┌──

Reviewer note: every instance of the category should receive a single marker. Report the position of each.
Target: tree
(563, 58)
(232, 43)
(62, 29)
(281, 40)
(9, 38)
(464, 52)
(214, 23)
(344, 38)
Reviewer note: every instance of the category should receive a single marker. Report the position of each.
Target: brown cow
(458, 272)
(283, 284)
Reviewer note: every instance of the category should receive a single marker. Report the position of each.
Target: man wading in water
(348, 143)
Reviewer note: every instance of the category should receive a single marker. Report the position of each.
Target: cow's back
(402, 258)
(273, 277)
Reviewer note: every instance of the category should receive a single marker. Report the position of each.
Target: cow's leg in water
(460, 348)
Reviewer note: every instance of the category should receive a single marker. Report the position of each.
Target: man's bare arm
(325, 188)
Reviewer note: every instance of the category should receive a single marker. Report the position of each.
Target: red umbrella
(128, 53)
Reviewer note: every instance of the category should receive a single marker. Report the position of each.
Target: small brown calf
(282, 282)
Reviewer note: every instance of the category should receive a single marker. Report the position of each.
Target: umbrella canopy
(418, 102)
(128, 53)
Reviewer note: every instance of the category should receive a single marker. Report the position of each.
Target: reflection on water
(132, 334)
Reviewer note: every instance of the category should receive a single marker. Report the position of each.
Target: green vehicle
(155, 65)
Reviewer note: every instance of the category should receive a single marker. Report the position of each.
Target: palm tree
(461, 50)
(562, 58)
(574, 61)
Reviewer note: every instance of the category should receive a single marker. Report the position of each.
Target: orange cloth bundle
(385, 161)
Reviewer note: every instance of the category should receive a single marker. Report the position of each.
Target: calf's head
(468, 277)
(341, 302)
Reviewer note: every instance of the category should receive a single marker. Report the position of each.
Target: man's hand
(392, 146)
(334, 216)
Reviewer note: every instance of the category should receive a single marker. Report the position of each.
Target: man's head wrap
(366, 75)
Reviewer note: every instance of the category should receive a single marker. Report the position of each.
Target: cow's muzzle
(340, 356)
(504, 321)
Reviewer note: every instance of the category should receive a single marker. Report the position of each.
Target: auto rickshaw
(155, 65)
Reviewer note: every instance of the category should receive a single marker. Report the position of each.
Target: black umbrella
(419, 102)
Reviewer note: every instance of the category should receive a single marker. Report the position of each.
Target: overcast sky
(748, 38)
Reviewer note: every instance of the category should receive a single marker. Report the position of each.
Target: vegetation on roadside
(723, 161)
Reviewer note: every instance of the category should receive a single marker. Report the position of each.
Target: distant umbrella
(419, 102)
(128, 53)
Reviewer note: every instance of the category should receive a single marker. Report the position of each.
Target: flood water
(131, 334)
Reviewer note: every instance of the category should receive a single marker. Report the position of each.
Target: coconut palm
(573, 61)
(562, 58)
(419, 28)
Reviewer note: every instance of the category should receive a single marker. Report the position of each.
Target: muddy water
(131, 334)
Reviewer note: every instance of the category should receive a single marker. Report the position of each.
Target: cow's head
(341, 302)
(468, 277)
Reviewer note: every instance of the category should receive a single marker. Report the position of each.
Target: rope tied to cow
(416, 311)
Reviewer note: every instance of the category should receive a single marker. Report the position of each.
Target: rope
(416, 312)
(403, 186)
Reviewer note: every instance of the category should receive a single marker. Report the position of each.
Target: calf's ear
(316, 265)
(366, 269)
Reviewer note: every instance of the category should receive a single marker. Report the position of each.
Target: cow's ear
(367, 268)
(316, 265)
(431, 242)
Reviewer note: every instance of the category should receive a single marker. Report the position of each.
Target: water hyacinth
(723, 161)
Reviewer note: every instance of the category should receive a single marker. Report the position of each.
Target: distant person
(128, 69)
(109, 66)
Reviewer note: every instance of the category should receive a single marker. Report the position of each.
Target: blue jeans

└──

§ **EXERCISE PROMPT**: Output the whole listing above again, word for word.

§ **EXERCISE OUTPUT**:
Reviewer note: every instance of the category should receive a single marker. Report the position of each.
Target: tree
(563, 58)
(232, 43)
(62, 29)
(281, 40)
(9, 38)
(464, 52)
(214, 23)
(344, 38)
Reviewer note: every instance of the category should receive a single marker. Report the position of each.
Target: brown cow
(458, 272)
(283, 284)
Reviewer note: every instance of the category should receive a single marker. Report the position of each.
Target: man wading in water
(348, 143)
Reviewer note: every instance of the category should receive a single marker. Report the position of each.
Target: cow's back
(402, 258)
(273, 277)
Reviewer note: every instance of the category should receive a single marker. Report the position of each.
Target: cow's leg in water
(460, 348)
Reviewer note: every instance of the category should receive a single marker. Report the position of each.
Target: man's bare arm
(325, 188)
Reviewer note: every instance of the category should receive a single marker. Report the position of each.
Target: red umbrella
(128, 53)
Reviewer note: every instance of the category should receive a single marker. Report the position of each.
Target: small brown calf
(282, 282)
Reviewer note: every instance of the category should receive a single marker. Report the position of each.
Target: umbrella canopy
(418, 102)
(128, 53)
Reviewer note: every instance of the category should receive a single marker. Report the position of each.
Target: reflection on water
(132, 334)
Reviewer note: every instance of the category should receive a single marker. Report the position of each.
Target: green vehicle
(155, 65)
Reviewer note: every instance of the category should receive a single marker. Report the position of each.
Target: palm tree
(461, 50)
(562, 58)
(574, 61)
Reviewer note: every instance of the category should receive a single marker. Report the position of each.
Target: orange cloth bundle
(385, 161)
Reviewer note: every instance of the category should receive a single marker. Report the position of each.
Target: calf's head
(468, 277)
(341, 302)
Reviewer note: every instance of the category should receive a single marker. Report the position of each.
Target: man's hand
(392, 146)
(334, 216)
Reviewer note: every instance of the category should receive a single marker. Report the position of each.
Target: man's head wrap
(366, 75)
Reviewer note: every instance of the category should receive a single marker. Report the position of each.
Target: cow's muzzle
(340, 356)
(504, 321)
Reviewer note: every instance of the category should receive a single marker. Report the position of each.
Target: auto rickshaw
(155, 65)
Reviewer note: every instance of the category should receive a single marker. Report the position of each.
Target: black umbrella
(419, 102)
Reviewer note: every instance of the category should receive a single marker. Report the position of each.
Target: overcast sky
(748, 38)
Reviewer note: every instance of the category should receive a single marker. Report the position of each.
Target: vegetation on roadside
(723, 161)
Reviewer note: every instance of the category should receive a single marker. Report the position of each.
Target: distant umbrella
(419, 102)
(128, 53)
Reviewer note: every instance of the category should receive a single marker. Report the position of each.
Target: flood water
(131, 334)
Reviewer note: every instance of the category should receive a single marker. Report the position of each.
Target: coconut palm
(573, 61)
(562, 58)
(419, 28)
Reviewer note: every instance of the category should receive a single marker. Report the position of each.
Target: muddy water
(131, 334)
Reviewer note: every instance of the category should receive a single marker. Report the position of each.
Target: cow's head
(341, 302)
(468, 277)
Reviewer note: every instance of the category should receive a single marker. Report the position of each.
Target: rope tied to cow
(416, 311)
Reviewer note: every instance of the category should receive a single marker. Report the position of each.
Target: rope
(416, 312)
(403, 186)
Reviewer note: every instance of the category should receive a single marker. Report the position of each.
Target: calf's ear
(316, 265)
(366, 269)
Reviewer note: every instance of the category should receive a single marker. Report the position of each.
Target: cow's ear
(367, 268)
(316, 265)
(431, 242)
Reviewer note: every instance of the category should receive a single marker. Report the position of each.
Target: water hyacinth
(723, 161)
Reviewer note: every instance of the category should receive a single marker. Report the position of each.
Target: distant person
(128, 69)
(109, 66)
Reviewer note: every instance of the category should receive a single marker. Report the position of each.
Target: blue jeans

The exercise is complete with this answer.